## EXERCISE DATA
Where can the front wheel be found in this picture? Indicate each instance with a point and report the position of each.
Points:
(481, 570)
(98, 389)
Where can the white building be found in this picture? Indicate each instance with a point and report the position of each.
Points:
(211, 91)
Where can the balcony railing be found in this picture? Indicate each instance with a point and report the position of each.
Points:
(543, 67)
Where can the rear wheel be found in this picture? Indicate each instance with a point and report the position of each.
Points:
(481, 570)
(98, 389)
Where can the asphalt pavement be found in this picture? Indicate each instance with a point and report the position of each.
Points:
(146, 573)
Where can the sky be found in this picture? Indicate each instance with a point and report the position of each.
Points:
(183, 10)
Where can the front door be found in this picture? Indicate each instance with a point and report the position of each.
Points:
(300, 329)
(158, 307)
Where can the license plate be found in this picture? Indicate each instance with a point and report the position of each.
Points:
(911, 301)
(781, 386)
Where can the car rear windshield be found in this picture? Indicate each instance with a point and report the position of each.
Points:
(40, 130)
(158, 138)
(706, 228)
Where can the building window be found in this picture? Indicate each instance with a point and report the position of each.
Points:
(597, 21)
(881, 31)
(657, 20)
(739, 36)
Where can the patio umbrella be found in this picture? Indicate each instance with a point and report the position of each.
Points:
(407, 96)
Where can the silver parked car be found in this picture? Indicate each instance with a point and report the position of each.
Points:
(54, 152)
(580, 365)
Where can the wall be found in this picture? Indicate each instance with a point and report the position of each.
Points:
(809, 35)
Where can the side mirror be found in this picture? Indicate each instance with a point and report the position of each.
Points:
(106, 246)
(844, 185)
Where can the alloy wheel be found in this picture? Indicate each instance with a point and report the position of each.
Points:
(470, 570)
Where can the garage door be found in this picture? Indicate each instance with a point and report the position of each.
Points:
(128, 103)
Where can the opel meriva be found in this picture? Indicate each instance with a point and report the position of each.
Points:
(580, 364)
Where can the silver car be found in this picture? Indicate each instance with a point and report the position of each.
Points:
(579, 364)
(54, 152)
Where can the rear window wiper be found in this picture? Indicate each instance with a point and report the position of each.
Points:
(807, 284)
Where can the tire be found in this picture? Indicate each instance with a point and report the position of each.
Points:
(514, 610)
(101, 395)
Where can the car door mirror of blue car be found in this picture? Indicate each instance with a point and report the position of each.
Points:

## PROBLEM TO WORK ON
Restate the data above in full, word for word.

## TASK RESULT
Where can the front wheel be found in this picture? Indicate each instance with a point and report the position of each.
Points:
(481, 570)
(98, 389)
Where can the white building be found in this picture? Indicate each instance with a point and report the position of each.
Points:
(211, 91)
Where can the balcony railing be found in this picture? Indicate each instance with a point and report the position of each.
Points:
(543, 67)
Where can the rear wheel be found in this picture? Indicate each instance with a point and report the position of each.
Points:
(481, 570)
(98, 389)
Where can the asphalt pavement be found in this picture? Indicate each instance with a point and report the position of each.
Points:
(146, 573)
Where can the sky be found in this picture? Indicate each instance with a point and report the position of each.
Points:
(183, 10)
Where can the front door be found in this picture? Indicate each instance with a point and report the position of each.
Points:
(300, 329)
(158, 307)
Where can the license plate be found in this picture? Indicate each instance with a point and report the position of each.
Points:
(911, 301)
(781, 386)
Where can the car rear windshield be found in this picture? Indicate each instance with a point and report the position of each.
Points:
(40, 130)
(158, 138)
(706, 228)
Where can the building window be found in this picture? Indicate each instance with a point and report the position of each.
Points:
(597, 21)
(881, 31)
(657, 20)
(739, 36)
Where can the patio umbrella be found in this picture? Indicate each instance with a point and report the position of each.
Points:
(407, 96)
Where can the silver parked car be found in this picture? Indicate each instance with a point and report the position of each.
Points:
(54, 152)
(580, 365)
Where can the wall be found in this picture? Indicate each instance with a point and report the position of each.
Points:
(809, 35)
Where can the side mirror be found in this picture? Indicate each instance with a point and report the position of each.
Points:
(106, 246)
(844, 185)
Where can the alloy wheel be found in this picture? Indicate each instance with a point and report the position of each.
Points:
(470, 570)
Where can the garage door be found in this picture? Indicate each instance with a point and report the position of each.
Points:
(128, 103)
Where can the opel meriva be found in this picture? Indicate each instance with a point and report the position of each.
Points:
(580, 364)
Where can the silver car be found in this picture? Indicate each instance with a point and report the position of each.
Points:
(579, 364)
(54, 152)
Where can the rear window wiper be found in this picture? Indicate each instance with a point and report the position of each.
Points:
(807, 284)
Where can the tire be found in this picture? Indicate each instance with a point and report the position of each.
Points:
(514, 610)
(101, 395)
Where can the car door mirror of blue car be found in this picture? Indicate each instance with a point and report the position of each.
Points:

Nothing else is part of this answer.